** START SUPPLIED TEXT **
Mid-South asserts that the respective debts are nondischargeable under § 523(a)(2)(A), (a)(4), and (a)(6). The Court concludes that Mid-South has not carried its burden as to Zachary, but it has carried its burden as to Jessica and Stephen under § 523(a)(2)(A) and (a)(6).
A. Dischargeability under 11 U.S.C. § 523(a)(2)(A)
Section 523(a)(2)(A) provides:
(a) A discharge under section 727, 1141, 1228(a), 1228(b), or 1328(b) of this title does not discharge an individual debtor from any debt-
.
(2) for money, property, services, or an extension, renewal, or refinancing of credit, to the extent obtained by-
(A) false pretenses, a false representation, or actual fraud, other than a statement respecting the debtor's or an insider's financial condition;
11 U.S.C. § 523(a)(2)(A). The United States Supreme Court has distinguished between "false pretenses and representations" and "actual fraud," and recognized two distinct paths for nondischargeability under 523(a)(2)(A). Husky Intern. Electronics, Inc. v. Ritz , - U.S. -, 136 S.Ct. 1581, 1586, 194 L.Ed.2d 655 (2016). Satisfaction of the elements of either path is sufficient.
** END SUPPLIED TEXT **
* [EXERCISE INSTRUCTIONS]
**a)** Please list every section number that the dischargeability passage names as a source of a discharge in subsection (a) of Section 523.
**b)** Reproduce the dischargeability passage word for word, starting at "Mid-South asserts that" and ending at "523(a)(2)(A) and (a)(6).".
** START GIVEN RECORDS **
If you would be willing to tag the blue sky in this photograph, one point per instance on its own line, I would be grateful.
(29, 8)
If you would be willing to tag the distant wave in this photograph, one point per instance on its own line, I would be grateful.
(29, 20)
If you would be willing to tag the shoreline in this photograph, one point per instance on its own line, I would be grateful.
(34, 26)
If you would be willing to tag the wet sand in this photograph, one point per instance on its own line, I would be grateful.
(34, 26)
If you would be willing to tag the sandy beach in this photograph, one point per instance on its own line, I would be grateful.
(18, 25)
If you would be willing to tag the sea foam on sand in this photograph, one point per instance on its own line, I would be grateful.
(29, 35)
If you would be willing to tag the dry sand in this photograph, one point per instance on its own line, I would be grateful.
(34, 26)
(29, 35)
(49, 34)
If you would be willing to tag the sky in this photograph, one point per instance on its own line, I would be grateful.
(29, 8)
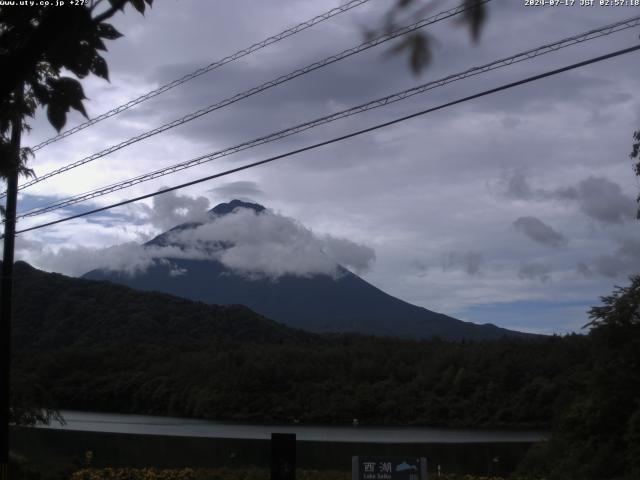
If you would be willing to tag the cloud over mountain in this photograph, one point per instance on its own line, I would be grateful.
(540, 232)
(253, 244)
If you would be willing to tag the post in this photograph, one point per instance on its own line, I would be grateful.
(5, 297)
(283, 456)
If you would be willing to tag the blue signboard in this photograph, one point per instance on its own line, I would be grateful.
(389, 468)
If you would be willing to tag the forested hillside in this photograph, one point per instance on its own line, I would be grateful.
(98, 346)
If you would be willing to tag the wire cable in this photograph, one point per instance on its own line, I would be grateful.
(380, 102)
(201, 71)
(343, 137)
(255, 90)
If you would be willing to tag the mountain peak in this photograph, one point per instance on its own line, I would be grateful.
(226, 208)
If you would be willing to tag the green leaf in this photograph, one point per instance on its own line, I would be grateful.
(138, 5)
(57, 115)
(106, 30)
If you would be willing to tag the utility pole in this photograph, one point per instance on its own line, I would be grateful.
(7, 286)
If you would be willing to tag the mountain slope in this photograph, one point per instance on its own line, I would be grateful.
(320, 303)
(53, 311)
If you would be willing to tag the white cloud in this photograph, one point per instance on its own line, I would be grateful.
(251, 244)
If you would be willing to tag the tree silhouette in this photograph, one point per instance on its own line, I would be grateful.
(36, 44)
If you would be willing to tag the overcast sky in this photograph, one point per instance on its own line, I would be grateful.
(516, 209)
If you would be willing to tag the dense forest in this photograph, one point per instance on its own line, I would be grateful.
(90, 345)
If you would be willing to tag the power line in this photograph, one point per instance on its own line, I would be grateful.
(201, 71)
(344, 137)
(529, 54)
(255, 90)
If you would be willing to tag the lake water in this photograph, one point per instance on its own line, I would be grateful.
(184, 427)
(165, 442)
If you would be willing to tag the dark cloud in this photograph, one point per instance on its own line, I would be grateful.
(540, 232)
(597, 197)
(584, 270)
(624, 260)
(600, 199)
(534, 271)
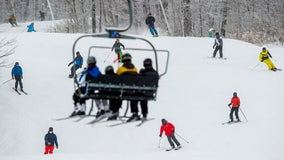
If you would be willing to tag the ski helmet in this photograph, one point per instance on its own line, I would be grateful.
(126, 57)
(164, 121)
(147, 62)
(109, 69)
(91, 60)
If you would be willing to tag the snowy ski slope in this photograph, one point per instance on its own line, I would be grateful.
(193, 95)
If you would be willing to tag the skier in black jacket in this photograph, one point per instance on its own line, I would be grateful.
(50, 139)
(218, 45)
(150, 20)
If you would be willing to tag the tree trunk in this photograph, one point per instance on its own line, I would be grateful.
(187, 23)
(94, 16)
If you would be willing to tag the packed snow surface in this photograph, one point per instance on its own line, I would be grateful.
(193, 95)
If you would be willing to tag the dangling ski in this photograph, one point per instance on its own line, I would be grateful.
(143, 121)
(231, 122)
(17, 91)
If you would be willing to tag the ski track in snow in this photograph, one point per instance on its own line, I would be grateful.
(193, 95)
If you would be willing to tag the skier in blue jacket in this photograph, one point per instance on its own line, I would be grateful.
(88, 74)
(150, 20)
(50, 140)
(17, 74)
(78, 62)
(31, 27)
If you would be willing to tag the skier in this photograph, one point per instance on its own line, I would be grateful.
(91, 72)
(210, 32)
(114, 104)
(128, 68)
(218, 45)
(31, 27)
(169, 130)
(78, 62)
(50, 140)
(150, 20)
(17, 74)
(42, 15)
(117, 48)
(148, 70)
(12, 20)
(235, 102)
(103, 107)
(264, 57)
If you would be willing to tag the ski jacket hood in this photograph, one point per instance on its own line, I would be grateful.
(127, 69)
(50, 139)
(235, 101)
(168, 128)
(264, 55)
(17, 71)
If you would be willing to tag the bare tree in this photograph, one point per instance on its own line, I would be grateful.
(7, 48)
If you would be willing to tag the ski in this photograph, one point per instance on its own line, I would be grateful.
(16, 91)
(106, 115)
(65, 118)
(170, 149)
(224, 58)
(143, 121)
(177, 148)
(120, 123)
(24, 92)
(230, 122)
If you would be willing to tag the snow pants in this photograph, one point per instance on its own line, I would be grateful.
(269, 64)
(220, 49)
(49, 149)
(73, 70)
(119, 55)
(172, 139)
(144, 107)
(236, 110)
(18, 81)
(153, 30)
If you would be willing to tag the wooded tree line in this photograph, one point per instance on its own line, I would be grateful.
(254, 21)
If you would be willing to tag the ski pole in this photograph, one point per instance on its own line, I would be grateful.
(256, 65)
(107, 57)
(181, 137)
(159, 145)
(6, 81)
(244, 114)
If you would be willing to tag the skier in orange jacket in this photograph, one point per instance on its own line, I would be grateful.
(169, 130)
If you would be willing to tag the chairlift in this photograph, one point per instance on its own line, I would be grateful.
(122, 87)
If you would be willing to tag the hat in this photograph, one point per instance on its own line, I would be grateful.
(164, 121)
(108, 68)
(126, 57)
(91, 60)
(147, 62)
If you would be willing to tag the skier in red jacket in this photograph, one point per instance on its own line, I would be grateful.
(235, 102)
(169, 130)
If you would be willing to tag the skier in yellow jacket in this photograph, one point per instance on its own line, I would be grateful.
(264, 57)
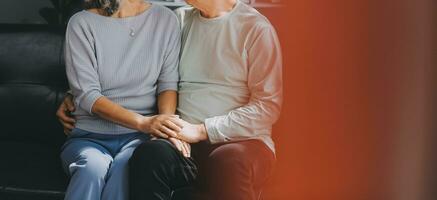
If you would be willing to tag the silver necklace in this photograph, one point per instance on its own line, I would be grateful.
(132, 29)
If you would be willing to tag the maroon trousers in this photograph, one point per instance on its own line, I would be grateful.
(231, 171)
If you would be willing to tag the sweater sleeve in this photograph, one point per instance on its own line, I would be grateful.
(81, 65)
(265, 85)
(169, 76)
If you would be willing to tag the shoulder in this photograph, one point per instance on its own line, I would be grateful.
(251, 18)
(78, 21)
(184, 13)
(165, 14)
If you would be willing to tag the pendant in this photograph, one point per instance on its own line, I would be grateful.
(132, 33)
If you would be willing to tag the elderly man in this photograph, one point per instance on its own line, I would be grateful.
(230, 95)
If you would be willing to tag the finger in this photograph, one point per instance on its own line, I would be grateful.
(67, 125)
(176, 143)
(186, 149)
(168, 131)
(61, 109)
(172, 126)
(69, 104)
(159, 133)
(66, 132)
(64, 117)
(177, 122)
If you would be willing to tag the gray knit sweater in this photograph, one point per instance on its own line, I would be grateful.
(104, 58)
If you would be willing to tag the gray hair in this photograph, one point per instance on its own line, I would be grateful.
(109, 7)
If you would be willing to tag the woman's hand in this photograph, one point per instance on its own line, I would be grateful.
(163, 126)
(182, 146)
(191, 133)
(65, 118)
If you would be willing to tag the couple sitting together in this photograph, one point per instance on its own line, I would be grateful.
(161, 100)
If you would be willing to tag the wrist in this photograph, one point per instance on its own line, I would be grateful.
(143, 123)
(202, 132)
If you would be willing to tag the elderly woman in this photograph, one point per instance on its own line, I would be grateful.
(230, 95)
(122, 66)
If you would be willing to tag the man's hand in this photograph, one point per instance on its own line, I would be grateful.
(162, 125)
(191, 133)
(64, 116)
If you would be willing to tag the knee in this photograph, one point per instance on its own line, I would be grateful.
(230, 158)
(94, 168)
(152, 153)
** END GIVEN RECORDS **
* [ANSWERS TO THE PROBLEMS]
**a)** 727, 1141, 1228(a), 1228(b), 1328(b)

**b)**
Mid-South asserts that the respective debts are nondischargeable under § 523(a)(2)(A), (a)(4), and (a)(6). The Court concludes that Mid-South has not carried its burden as to Zachary, but it has carried its burden as to Jessica and Stephen under § 523(a)(2)(A) and (a)(6).